-- WORK INSTRUCTIONS --
Repeat every one of the rows below word for word, keeping their order.
## begin RECORD EXTRACTS
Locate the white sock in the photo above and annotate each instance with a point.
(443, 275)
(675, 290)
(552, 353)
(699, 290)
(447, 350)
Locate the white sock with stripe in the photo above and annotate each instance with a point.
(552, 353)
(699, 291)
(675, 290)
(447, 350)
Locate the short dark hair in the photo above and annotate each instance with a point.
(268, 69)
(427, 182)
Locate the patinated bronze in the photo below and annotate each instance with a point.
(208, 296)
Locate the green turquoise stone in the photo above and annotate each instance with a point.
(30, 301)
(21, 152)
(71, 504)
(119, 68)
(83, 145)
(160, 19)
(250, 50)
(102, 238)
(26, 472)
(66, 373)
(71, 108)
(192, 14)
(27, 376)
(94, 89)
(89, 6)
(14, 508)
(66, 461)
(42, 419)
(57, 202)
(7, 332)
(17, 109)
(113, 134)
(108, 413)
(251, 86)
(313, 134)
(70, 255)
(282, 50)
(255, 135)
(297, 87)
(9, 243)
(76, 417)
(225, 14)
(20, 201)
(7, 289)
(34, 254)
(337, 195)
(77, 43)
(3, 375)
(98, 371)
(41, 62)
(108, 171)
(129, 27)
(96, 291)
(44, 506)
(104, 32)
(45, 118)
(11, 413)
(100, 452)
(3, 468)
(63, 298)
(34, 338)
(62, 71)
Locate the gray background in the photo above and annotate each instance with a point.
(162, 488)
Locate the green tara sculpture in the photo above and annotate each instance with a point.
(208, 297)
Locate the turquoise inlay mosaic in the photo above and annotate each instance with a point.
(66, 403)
## end RECORD EXTRACTS
-- SOLUTION TO THIS EXERCISE --
Locate the white sock in the photo above and annotate each instance with a point.
(443, 275)
(675, 290)
(552, 353)
(699, 290)
(447, 350)
Locate the white sock with stripe in the photo above and annotate each instance with a point.
(552, 353)
(699, 291)
(675, 290)
(447, 350)
Locate the short dark hair in the photo above and annotate each instance with a point.
(268, 69)
(427, 182)
Locate the patinated bronze in the photo below and annotate each instance with a point.
(208, 296)
Locate the green turquoise stone in the photo above and annotate each instance with a point.
(30, 301)
(21, 152)
(71, 504)
(119, 68)
(83, 145)
(160, 19)
(250, 50)
(102, 238)
(26, 472)
(66, 373)
(71, 108)
(192, 14)
(27, 376)
(94, 89)
(89, 6)
(14, 508)
(66, 461)
(42, 419)
(57, 202)
(7, 332)
(17, 109)
(113, 134)
(108, 413)
(251, 86)
(313, 134)
(70, 255)
(282, 50)
(255, 135)
(297, 87)
(9, 243)
(76, 417)
(225, 14)
(20, 201)
(7, 289)
(34, 254)
(337, 195)
(77, 43)
(3, 375)
(98, 371)
(41, 62)
(108, 171)
(129, 27)
(96, 291)
(44, 506)
(104, 32)
(45, 118)
(11, 413)
(100, 452)
(3, 468)
(63, 298)
(34, 338)
(62, 71)
Locate the gray background in the photo above and annotate each instance with a point.
(162, 488)
Locate the green tara sculpture in the photo above and annotate each instance with a point.
(208, 297)
Locate the turquoise inlay mosaic in the photo above and annotate each instance with a point.
(66, 403)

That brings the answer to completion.